PASSAGE FOR REVIEW =>
· · · · · · ·

The 'One and Done' diet also prohibits stealing food from your partner's plate. As the saying goes, 'table seagulls make enemies and get fat doing it'. Don't be one.
Eating rubbish is also banned. Kiwi parents often gobble their children's leftovers during clean up. These scraps are the worst kind of seconds. Children refuse to eat anything healthy. They're still growing; they have their whole lives ahead of them, it's okay for them.
An adult, on the other hand, will blow out on bits of frozen Hawaiian pizza, fish fingers, chicken nuggets, yellow-on-yellow pasta, and cheese-impregnated sausages. With the 'No Seconds' diet, you eat what's on your plate and nothing more. In case you are wondering, dessert is also seconds and, as such, illegal. What is pudding but a toxic sugar-infested bowl of shame? One and done!
There is an obvious loophole with 'Negate Plate 2'. You can game the whole system by loading a pile of food like you're at a pay-by-plate buffet. This kind of gluttonous activity isn't in the spirit of the game. Either get yourself a 'one-plate mate' to police your meals or make a pact with yourself to serve normal-sized firsts. You are only cheating yourself.
Let's face it; you didn't reach your beach body goals this summer. What's done is done. Blame it on Covid.
It's time to look to the future. December 2021 is our new goal. You have nine months to deal with your fatness. But how? Simply mix the 'Potat-no' diet with 'Slop and Stop', and you'll be rocking The Rock's body before you know it.

· · · · · · ·

SUPPLIED DATA =>
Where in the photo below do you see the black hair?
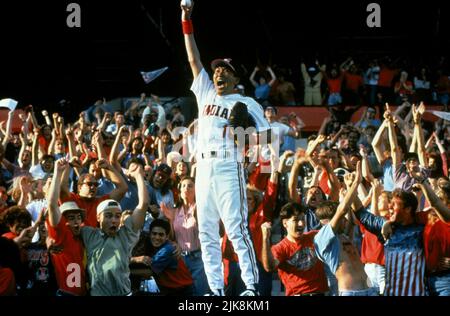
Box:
[280,202,305,221]
[150,218,170,235]
[1,205,32,226]
[126,157,145,169]
[392,189,419,217]
[316,201,339,220]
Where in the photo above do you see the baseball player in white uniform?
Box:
[181,1,270,296]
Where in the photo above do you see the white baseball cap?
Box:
[97,199,122,215]
[59,201,86,216]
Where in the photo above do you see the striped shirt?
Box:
[355,209,425,296]
[173,204,200,252]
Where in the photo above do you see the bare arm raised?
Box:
[181,1,203,79]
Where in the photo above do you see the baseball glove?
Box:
[228,102,256,129]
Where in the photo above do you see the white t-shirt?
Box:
[141,103,166,129]
[30,163,47,179]
[191,68,270,158]
[25,199,48,242]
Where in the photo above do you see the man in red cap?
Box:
[181,0,270,296]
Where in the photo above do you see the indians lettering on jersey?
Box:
[203,104,229,120]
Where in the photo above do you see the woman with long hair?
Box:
[160,177,209,296]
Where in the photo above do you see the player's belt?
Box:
[181,249,202,257]
[202,150,231,159]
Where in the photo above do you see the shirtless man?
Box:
[314,162,377,296]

· · · · · · ·

PROMPT => From the diet passage above, reproduce word for word the portion starting at "Eating rubbish is" and ending at "One and done!".

YOUR SOLUTION =>
Eating rubbish is also banned. Kiwi parents often gobble their children's leftovers during clean up. These scraps are the worst kind of seconds. Children refuse to eat anything healthy. They're still growing; they have their whole lives ahead of them, it's okay for them.
An adult, on the other hand, will blow out on bits of frozen Hawaiian pizza, fish fingers, chicken nuggets, yellow-on-yellow pasta, and cheese-impregnated sausages. With the 'No Seconds' diet, you eat what's on your plate and nothing more. In case you are wondering, dessert is also seconds and, as such, illegal. What is pudding but a toxic sugar-infested bowl of shame? One and done!